**TASK REQUIREMENTS:** Quote all lines below exactly. Images stay out.

|---|

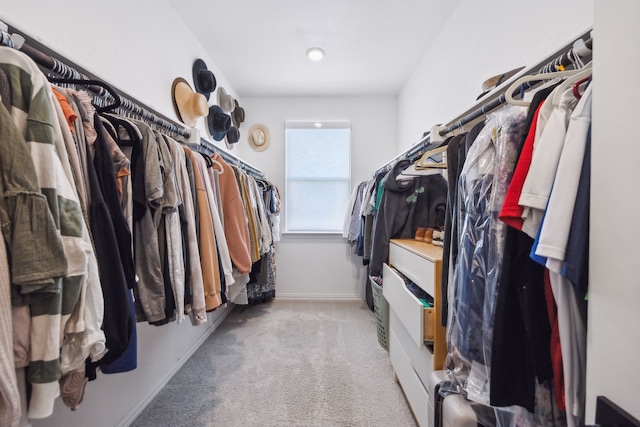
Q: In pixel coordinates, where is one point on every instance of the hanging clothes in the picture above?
(405, 206)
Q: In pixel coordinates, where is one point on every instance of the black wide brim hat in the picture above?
(218, 123)
(204, 81)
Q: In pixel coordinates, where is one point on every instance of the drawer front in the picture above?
(421, 358)
(413, 389)
(408, 308)
(421, 271)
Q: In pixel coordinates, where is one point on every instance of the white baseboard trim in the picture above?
(144, 401)
(305, 296)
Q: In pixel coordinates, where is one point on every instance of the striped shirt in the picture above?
(31, 112)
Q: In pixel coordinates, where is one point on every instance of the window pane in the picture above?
(317, 205)
(314, 153)
(318, 176)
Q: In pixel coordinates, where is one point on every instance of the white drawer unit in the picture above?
(418, 342)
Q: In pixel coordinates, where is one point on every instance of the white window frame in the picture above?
(315, 124)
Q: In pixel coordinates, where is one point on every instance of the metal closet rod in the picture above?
(561, 57)
(492, 100)
(208, 148)
(51, 60)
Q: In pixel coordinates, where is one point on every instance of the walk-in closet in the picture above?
(319, 213)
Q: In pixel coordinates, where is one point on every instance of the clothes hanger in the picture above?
(217, 163)
(207, 159)
(586, 71)
(121, 123)
(576, 87)
(412, 171)
(83, 82)
(433, 155)
(515, 86)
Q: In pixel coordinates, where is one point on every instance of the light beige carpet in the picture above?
(286, 364)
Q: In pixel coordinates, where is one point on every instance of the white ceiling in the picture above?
(372, 46)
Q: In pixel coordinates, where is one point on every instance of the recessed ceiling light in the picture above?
(315, 54)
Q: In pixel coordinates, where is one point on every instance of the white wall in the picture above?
(315, 266)
(613, 341)
(482, 39)
(140, 47)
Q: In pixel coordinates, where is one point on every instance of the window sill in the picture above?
(312, 234)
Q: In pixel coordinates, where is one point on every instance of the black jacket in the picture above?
(405, 206)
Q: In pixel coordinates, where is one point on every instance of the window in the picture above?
(318, 176)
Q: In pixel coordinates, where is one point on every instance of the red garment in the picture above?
(556, 350)
(511, 213)
(69, 114)
(236, 228)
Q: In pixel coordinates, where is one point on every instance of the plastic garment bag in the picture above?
(473, 287)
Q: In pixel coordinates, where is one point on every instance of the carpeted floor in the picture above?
(286, 364)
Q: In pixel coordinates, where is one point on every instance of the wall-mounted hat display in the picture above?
(259, 137)
(203, 79)
(232, 137)
(225, 101)
(237, 115)
(218, 123)
(189, 105)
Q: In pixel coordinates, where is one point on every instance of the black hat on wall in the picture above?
(203, 79)
(218, 123)
(232, 137)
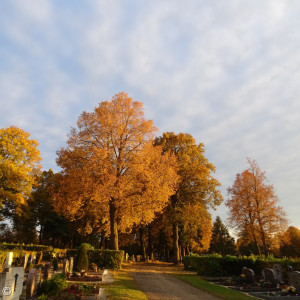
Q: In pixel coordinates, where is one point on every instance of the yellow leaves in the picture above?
(19, 164)
(110, 158)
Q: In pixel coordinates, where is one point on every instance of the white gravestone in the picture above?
(11, 283)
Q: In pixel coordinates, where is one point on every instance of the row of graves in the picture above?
(17, 284)
(273, 283)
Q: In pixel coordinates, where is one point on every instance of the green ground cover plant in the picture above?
(214, 289)
(124, 287)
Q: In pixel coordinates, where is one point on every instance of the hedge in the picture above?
(216, 265)
(111, 259)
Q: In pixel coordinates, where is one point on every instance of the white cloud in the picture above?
(226, 72)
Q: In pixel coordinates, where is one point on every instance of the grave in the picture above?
(48, 271)
(294, 279)
(11, 283)
(71, 265)
(32, 282)
(269, 276)
(278, 272)
(249, 273)
(66, 265)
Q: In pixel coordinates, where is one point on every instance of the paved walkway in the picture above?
(156, 282)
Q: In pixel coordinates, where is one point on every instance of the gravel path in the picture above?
(156, 282)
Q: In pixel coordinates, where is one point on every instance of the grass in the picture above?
(213, 289)
(124, 287)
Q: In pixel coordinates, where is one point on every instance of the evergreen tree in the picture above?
(221, 241)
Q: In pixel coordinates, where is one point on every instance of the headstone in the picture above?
(66, 266)
(8, 261)
(294, 279)
(95, 268)
(32, 282)
(11, 283)
(249, 273)
(48, 271)
(278, 271)
(269, 275)
(71, 265)
(26, 256)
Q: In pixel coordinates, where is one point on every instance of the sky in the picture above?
(227, 72)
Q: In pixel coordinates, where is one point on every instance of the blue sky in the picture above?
(226, 72)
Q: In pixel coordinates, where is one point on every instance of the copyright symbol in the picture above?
(6, 291)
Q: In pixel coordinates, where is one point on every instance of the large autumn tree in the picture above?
(112, 174)
(253, 209)
(221, 241)
(19, 165)
(197, 190)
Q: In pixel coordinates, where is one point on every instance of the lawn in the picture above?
(214, 289)
(124, 287)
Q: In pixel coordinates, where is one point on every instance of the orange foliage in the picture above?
(111, 169)
(254, 209)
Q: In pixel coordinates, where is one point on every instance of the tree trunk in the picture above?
(150, 244)
(113, 227)
(175, 244)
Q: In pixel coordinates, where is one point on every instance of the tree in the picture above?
(196, 190)
(290, 242)
(19, 165)
(253, 209)
(221, 241)
(111, 171)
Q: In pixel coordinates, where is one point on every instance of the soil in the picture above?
(156, 281)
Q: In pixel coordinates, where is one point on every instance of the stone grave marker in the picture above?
(8, 261)
(269, 275)
(71, 265)
(278, 271)
(25, 259)
(66, 266)
(249, 273)
(48, 271)
(294, 279)
(32, 282)
(11, 283)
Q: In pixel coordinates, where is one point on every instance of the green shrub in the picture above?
(216, 265)
(53, 286)
(82, 260)
(111, 259)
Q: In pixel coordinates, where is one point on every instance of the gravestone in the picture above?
(269, 276)
(278, 271)
(66, 266)
(25, 258)
(294, 279)
(48, 271)
(32, 282)
(11, 283)
(8, 261)
(249, 273)
(71, 265)
(95, 268)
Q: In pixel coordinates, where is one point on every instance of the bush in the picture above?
(54, 286)
(111, 259)
(216, 265)
(82, 260)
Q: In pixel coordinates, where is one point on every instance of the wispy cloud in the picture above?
(226, 72)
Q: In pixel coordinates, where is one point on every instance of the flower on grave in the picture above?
(289, 289)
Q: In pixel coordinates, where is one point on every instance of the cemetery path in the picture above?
(156, 281)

|---|

**CORRECT RESULT:**
Q: In pixel coordinates, where is one point on every instance of the hanging clothes in the picture above?
(405, 206)
Q: In pixel coordinates, where is one point on every instance of the black wide brim hat in the picture above?
(218, 123)
(204, 81)
Q: In pixel coordinates, where is one point on every instance of the drawer front in the picture above?
(421, 358)
(413, 389)
(408, 308)
(421, 271)
Q: In pixel coordinates, where is one point on every instance of the white baseboard trim in the picture above?
(144, 401)
(305, 296)
Q: In pixel coordinates, where is one point on every instance of the striped shirt in the picture above?
(31, 112)
Q: In pixel coordinates, where is one point on every instance of the window pane in the picture above?
(317, 205)
(314, 153)
(318, 176)
Q: In pixel coordinates, where is one point on every instance of the white drawer unit in the picture above?
(418, 342)
Q: In pixel coordinates, where is one point on every instance of the white window frame in the picture above?
(315, 124)
Q: In pixel coordinates, where is one point on every instance of the metal closet rod in the picture above?
(561, 57)
(492, 100)
(208, 148)
(51, 60)
Q: In pixel coordinates, where is one point on every instance of the walk-in closet in the picture above?
(319, 213)
Q: In pixel coordinates, where is one point on every instance of the clothes hanger in the picture above?
(217, 163)
(207, 159)
(586, 71)
(121, 123)
(576, 87)
(412, 171)
(83, 82)
(433, 155)
(515, 86)
Q: In pixel coordinates, where is one point on every instance of the light beige carpet in the picture above?
(286, 364)
Q: In pixel coordinates, where is one point on every instance of the white ceiling in the picture above?
(372, 46)
Q: In pixel coordinates, where is one point on every instance of the recessed ceiling light in the picture above?
(315, 54)
Q: In pixel coordinates, where is one point on every instance of the white wall in the picture above?
(315, 266)
(613, 341)
(482, 39)
(140, 47)
Q: In pixel coordinates, where is one point on every instance of the window sill in the picture above?
(312, 234)
Q: In pixel coordinates, where is one point on every instance of the black jacket in the picture above?
(405, 206)
Q: In pixel coordinates, where is one point on every instance of the window in the picture above?
(318, 176)
Q: In pixel coordinates, where is one point on every instance of the red garment in the picture above?
(556, 350)
(511, 213)
(69, 114)
(236, 228)
Q: In pixel coordinates, where is one point on every instance of the plastic garment bag in the picture above?
(473, 287)
Q: In pixel coordinates, where is one point on every instance of the carpeted floor in the picture above?
(286, 364)
Q: In pixel coordinates, where is one point on every instance of the wall-mounted hat display in the picture above?
(259, 137)
(203, 79)
(232, 137)
(225, 101)
(237, 115)
(218, 123)
(189, 105)
Q: In pixel coordinates, where is one point on every instance of the black hat on wall in the picture above?
(203, 79)
(218, 123)
(232, 137)
Q: In pixel coordinates, where is one point on every instance of the yellow leaves in the picture above?
(19, 164)
(110, 158)
Q: In pixel coordinates, where is one point on every instance of the white gravestone in the picture above?
(11, 283)
Q: In pixel coordinates, where is one point on every instance of the row of graves in the picture above?
(17, 284)
(273, 283)
Q: In pixel coordinates, where is one point on every instance of the green ground cover plant in the picture above?
(214, 289)
(124, 287)
Q: In pixel coordinates, where is one point on every instance of the hedge in the picture above?
(216, 265)
(111, 259)
Q: In pixel coordinates, where is one point on every instance of the white cloud in the picture above?
(226, 72)
Q: In pixel coordinates, where is one point on every instance of the grave in the picture above?
(48, 271)
(294, 279)
(11, 283)
(71, 265)
(32, 282)
(269, 276)
(278, 272)
(249, 273)
(66, 265)
Q: In pixel coordinates, where is one point on every instance of the paved walkway in the picture above?
(156, 282)
Q: In pixel coordinates, where is one point on every instance of the gravel path in the picture above?
(156, 282)
Q: In pixel coordinates, where is one point on every instance of the grass in the picture above?
(213, 289)
(124, 287)
Q: In pixel coordinates, where is one point on every instance of the evergreen tree in the picture above?
(221, 241)
Q: In pixel coordinates, where is one point on every instance of the headstone in the picture above?
(66, 266)
(8, 261)
(294, 279)
(95, 268)
(32, 282)
(11, 283)
(249, 273)
(48, 271)
(278, 271)
(269, 275)
(71, 265)
(26, 256)
Q: In pixel coordinates, where is one point on every instance of the sky in the picture above?
(227, 72)
Q: In pixel coordinates, where is one point on every instance of the blue sky in the picture above?
(226, 72)
Q: In pixel coordinates, where is one point on every instance of the copyright symbol in the picture above?
(6, 291)
Q: In pixel coordinates, where is one point on every instance of the large autumn tree in the picture above?
(112, 174)
(253, 209)
(221, 241)
(19, 165)
(197, 190)
Q: In pixel coordinates, where is one point on every instance of the lawn in the picture above?
(214, 289)
(124, 287)
Q: In pixel coordinates, where is one point on every instance of the orange foliage in the picture above?
(111, 169)
(254, 209)
Q: In pixel coordinates, where is one point on every instance of the tree trunk in the picture above?
(150, 244)
(113, 227)
(175, 244)
Q: In pixel coordinates, where is one point on every instance of the tree in the picture above?
(196, 190)
(290, 242)
(19, 165)
(253, 209)
(221, 241)
(111, 171)
Q: In pixel coordinates, where is one point on every instance of the soil in the picture above?
(156, 281)
Q: In pixel coordinates, where is one point on every instance of the stone grave marker in the picture above?
(8, 261)
(269, 275)
(71, 265)
(278, 271)
(25, 259)
(66, 266)
(249, 273)
(48, 271)
(294, 279)
(32, 282)
(11, 283)
Q: In pixel coordinates, where is one point on every instance of the green shrub in the picture above?
(216, 265)
(53, 286)
(82, 260)
(111, 259)
Q: In pixel coordinates, where is one point on every instance of the gravestone in the picture above?
(269, 276)
(278, 271)
(66, 266)
(25, 258)
(294, 279)
(48, 271)
(32, 282)
(11, 283)
(8, 261)
(249, 273)
(71, 265)
(95, 268)
Q: In pixel coordinates, where is one point on every instance of the bush in the picture above?
(54, 286)
(111, 259)
(216, 265)
(82, 260)
Q: In pixel coordinates, where is one point on every instance of the wispy cloud in the picture above?
(226, 72)
Q: In pixel coordinates, where is one point on every instance of the flower on grave in the picture above?
(289, 289)
Q: In pixel coordinates, where is one point on every instance of the cemetery path in the picture above?
(156, 281)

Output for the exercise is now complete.